Excerpt provided:
%%

Finally, I welcome the commitment by Russia to provide helicopters to this mission. Such equipment will offer essential reinforcement in this important EU undertaking.


  Alain Hutchinson, on behalf of the PSE Group. – (FR) Mr President, Representative of the President-in-Office, Commissioner, for many months now we have been asking about and following extremely closely the EU initiatives to urgently deploy EUFOR in Chad and the Central African Republic, insofar as it is of course essential that this European transition force be operational. Why is it essential? I feel that it is a good idea to repeat this: it is essential so that it is in a position to protect civilian refugees and displaced persons, to allow humanitarian aid to get through, and to guarantee a humanitarian space that has been systematically flouted by the warring parties.

The European Socialists wish to make it clear, however, that the solution to lasting peace in Chad will not be a purely military solution, but also political. On the political terrain, civil society in Chad has offered up a number of specific options to solve the crisis, based on comprehensive dialogue with all players, including the leaders of armed groups, without whose cooperation nothing can be achieved.

We may now wonder whether the EU has taken account of the proposals, and the speech by the Commissioner encourages us in this. We occasionally get the impression, however, as does the civil society I mentioned, that the EU continues to place blind trust in President Déby's supposed ability to solve the crisis. It becomes clearer every day, however, that President Déby alone will never be in a position to bring the peace we expect to Chad.

We thus welcome the statements that have been made on behalf of the European Commission. We hope that it will continue to demonstrate its political courage and daring on this issue.


  Philippe Morillon, on behalf of the ALDE Group. – (FR) Mr President, today, as Mr Burke has just said, Staff Sergeant Polin was given military honours today after he was killed in Sudan during the laudable and extremely difficult EUFOR mission in Chad and the Central African Republic. Please allow me to join the homage to him by his comrades-in-arms in the presence of the most senior national and European authorities, especially our High Representative, Javier Solana, and our colleague Karl von Wogau.

For years this House has relentlessly asked the EU to take up its responsibility to protect the victims of the bloody confrontations in Darfur and surrounding regions. It had thus deplored the constant political obstacles preventing deployment of an international force to this end. It also welcomed the adoption, as you pointed out, Commissioner, of UN Security Council Resolution 1778 for the deployment of a military operation in Chad and the Central African Republic as back-up to the UN mission, MINURCAT and a Chad police force.

There is no point saying anything now about the host of difficulties encountered to implement the international force, which was scheduled for deployment in November 2007, finally commenced only at the end of January, and will not be completed until May this year as per the current schedule. Mr President-in-Office, you mentioned the extent to which action by rebel forces in N'Djamena had delayed the mission, but some mention must also be made of the lack of means at the disposal of the European Union to deal with this kind of mission, particularly concerning logistics and helicopters. Here I welcome the announcement yesterday that Russia intends to provide the EU with essential means to assist troops on the ground on this kind of terrain.

%%

Problem to solve: From the debate excerpt on the EUFOR mission in Chad, return word for word the part that opens with the words containing "The European Socialists" and closes with "can be achieved.".

Stored records:
%%

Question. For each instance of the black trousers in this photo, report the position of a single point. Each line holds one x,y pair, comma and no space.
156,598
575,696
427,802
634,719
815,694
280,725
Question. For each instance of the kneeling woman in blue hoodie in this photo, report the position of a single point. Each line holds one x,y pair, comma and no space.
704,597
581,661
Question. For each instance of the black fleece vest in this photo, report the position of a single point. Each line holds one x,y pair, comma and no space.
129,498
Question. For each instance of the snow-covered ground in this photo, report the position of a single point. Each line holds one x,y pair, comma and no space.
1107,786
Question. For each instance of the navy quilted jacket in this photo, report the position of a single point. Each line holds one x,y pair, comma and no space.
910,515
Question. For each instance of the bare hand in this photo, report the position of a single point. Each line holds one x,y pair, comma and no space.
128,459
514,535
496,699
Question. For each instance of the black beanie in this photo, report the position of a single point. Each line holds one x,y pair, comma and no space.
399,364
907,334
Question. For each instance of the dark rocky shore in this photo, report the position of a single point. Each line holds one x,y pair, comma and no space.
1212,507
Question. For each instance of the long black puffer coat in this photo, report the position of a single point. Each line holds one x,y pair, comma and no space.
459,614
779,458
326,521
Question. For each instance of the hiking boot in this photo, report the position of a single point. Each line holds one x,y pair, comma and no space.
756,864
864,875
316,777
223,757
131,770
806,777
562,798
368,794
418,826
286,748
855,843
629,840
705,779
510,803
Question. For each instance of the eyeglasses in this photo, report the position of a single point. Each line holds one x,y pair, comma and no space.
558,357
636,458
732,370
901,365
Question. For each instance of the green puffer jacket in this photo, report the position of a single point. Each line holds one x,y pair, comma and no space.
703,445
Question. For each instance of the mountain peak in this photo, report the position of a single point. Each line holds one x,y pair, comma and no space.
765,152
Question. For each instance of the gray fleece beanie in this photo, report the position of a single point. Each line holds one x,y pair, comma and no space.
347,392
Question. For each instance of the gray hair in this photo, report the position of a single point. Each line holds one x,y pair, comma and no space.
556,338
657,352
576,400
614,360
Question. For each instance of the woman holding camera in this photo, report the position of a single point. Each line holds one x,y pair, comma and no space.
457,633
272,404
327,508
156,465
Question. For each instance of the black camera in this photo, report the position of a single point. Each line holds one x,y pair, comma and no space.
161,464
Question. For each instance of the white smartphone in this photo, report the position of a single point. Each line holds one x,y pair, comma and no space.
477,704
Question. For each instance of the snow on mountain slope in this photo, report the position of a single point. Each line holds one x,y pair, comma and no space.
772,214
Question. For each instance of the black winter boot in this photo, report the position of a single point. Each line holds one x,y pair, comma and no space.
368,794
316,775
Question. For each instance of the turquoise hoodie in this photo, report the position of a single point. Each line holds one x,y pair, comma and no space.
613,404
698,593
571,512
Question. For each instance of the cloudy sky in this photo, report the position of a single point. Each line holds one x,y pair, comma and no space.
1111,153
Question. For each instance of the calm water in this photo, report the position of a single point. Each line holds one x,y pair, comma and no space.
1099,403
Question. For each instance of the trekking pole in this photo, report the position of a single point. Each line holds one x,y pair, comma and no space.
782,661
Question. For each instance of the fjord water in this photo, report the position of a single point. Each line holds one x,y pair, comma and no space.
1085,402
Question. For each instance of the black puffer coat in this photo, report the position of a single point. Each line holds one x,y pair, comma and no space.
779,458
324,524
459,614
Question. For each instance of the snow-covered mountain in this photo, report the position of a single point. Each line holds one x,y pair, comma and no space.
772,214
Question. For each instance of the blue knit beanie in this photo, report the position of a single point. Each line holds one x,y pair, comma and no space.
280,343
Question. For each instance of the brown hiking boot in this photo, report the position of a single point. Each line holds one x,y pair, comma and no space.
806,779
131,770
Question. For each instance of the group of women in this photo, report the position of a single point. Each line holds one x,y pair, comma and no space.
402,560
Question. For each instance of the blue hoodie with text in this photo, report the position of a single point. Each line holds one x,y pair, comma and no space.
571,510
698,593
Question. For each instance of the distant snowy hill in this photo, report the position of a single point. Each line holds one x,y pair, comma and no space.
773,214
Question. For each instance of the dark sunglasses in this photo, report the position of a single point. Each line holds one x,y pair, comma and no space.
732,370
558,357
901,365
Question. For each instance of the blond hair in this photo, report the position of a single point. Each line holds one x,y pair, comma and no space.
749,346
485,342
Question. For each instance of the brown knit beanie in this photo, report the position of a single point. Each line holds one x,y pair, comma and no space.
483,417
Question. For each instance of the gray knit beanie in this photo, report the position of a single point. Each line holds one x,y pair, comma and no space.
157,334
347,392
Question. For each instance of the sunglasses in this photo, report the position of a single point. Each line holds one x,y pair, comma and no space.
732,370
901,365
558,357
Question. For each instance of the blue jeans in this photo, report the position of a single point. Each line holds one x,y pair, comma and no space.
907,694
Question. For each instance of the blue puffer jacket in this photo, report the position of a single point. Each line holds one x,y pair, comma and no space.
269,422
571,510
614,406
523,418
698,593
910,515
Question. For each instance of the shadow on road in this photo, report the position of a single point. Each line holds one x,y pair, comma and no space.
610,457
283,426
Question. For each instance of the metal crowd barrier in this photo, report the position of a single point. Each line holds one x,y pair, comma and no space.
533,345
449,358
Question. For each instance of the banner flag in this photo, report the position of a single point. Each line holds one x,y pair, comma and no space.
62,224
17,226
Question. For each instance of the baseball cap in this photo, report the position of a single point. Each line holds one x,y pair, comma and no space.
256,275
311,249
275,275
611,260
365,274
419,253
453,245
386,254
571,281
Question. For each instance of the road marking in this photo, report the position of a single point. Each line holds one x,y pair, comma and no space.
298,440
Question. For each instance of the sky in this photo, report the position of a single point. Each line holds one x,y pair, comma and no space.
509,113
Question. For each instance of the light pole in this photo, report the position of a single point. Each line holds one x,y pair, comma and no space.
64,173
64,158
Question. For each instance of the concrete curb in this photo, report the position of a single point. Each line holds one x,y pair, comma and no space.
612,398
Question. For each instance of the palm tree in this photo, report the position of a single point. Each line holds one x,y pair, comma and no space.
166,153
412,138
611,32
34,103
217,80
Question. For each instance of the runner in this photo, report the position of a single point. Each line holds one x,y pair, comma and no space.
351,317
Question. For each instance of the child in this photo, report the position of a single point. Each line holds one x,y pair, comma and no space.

%%

Full answer:
The European Socialists wish to make it clear, however, that the solution to lasting peace in Chad will not be a purely military solution, but also political. On the political terrain, civil society in Chad has offered up a number of specific options to solve the crisis, based on comprehensive dialogue with all players, including the leaders of armed groups, without whose cooperation nothing can be achieved.